_Exercise directions:_ Nothing should be left out: repeat all the data exactly.

Stored data entries
# # #

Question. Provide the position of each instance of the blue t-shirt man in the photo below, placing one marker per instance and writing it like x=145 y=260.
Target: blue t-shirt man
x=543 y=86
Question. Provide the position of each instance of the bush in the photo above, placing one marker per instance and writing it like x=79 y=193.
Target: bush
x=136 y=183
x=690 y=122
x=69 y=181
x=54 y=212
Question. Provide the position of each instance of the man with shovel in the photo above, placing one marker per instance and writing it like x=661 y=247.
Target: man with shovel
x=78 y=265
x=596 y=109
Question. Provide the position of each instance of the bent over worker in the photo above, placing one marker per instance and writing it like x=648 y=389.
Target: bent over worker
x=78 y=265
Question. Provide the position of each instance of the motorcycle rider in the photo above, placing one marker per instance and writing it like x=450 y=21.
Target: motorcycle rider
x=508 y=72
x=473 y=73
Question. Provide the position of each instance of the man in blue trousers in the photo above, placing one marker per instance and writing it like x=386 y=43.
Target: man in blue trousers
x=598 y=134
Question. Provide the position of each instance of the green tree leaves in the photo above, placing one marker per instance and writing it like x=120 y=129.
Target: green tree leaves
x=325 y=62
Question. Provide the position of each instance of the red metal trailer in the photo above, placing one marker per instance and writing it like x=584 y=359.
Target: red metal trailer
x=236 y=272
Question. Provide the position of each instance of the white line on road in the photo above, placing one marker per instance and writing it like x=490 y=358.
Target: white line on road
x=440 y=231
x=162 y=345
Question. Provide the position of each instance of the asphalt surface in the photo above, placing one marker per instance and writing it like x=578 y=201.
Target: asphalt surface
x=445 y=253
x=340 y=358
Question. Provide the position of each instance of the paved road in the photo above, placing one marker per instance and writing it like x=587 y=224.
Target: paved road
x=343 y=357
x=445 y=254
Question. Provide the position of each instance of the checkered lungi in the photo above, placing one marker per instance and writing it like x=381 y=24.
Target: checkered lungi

# # #

_Task result:_
Question. Provide the position of each instance of the blue t-shirt man in the photo below, placing one marker per instance and writing it like x=145 y=260.
Target: blue t-shirt man
x=543 y=86
Question. Provide the position of each instance of the bush in the photo above, placing one marker per instance and writing it like x=79 y=193.
Target: bush
x=136 y=183
x=690 y=122
x=69 y=181
x=54 y=212
Question. Provide the position of each instance of the man with shovel in the photo above, placing one marker per instance and writing it like x=661 y=247.
Target: man with shovel
x=78 y=265
x=596 y=109
Question. Provide the position of each instance of the bent over worker in the photo above, placing one marker per instance and writing it like x=648 y=389.
Target: bent over worker
x=78 y=265
Question. Provide the position of each instance of the motorcycle rider in the photo above, placing one marker per instance and writing it like x=450 y=21.
Target: motorcycle rider
x=508 y=72
x=473 y=73
Question. Provide the position of each instance of the man in blue trousers in the photo above, placing one marker per instance and writing it like x=386 y=43.
Target: man in blue trousers
x=598 y=134
Question. Provide the position of each instance of the green tree leaves in the photo above, placing one marker per instance and writing it like x=120 y=129.
Target: green tree leaves
x=325 y=62
Question. Provide the position of each instance of the red metal trailer in the photo above, placing one marker per instance and writing it like x=584 y=359.
Target: red metal trailer
x=236 y=272
Question. Provide the position of each instance of the white line on road in the photo above, placing one marker per instance and writing it like x=490 y=358.
Target: white line on road
x=440 y=231
x=162 y=345
Question. Provide the position of each instance of the asphalt surface in the photo above, placing one marker per instance and writing it like x=578 y=201.
Target: asphalt surface
x=445 y=253
x=340 y=358
Question. Provide the position of each instance of the paved road in the photo above, placing one marker per instance and writing it like x=587 y=224.
Target: paved road
x=343 y=357
x=445 y=254
Question. Provide the position of each instance of the checkered lungi in the photo above, placing one marker per instance and writing it like x=381 y=24.
Target: checkered lungi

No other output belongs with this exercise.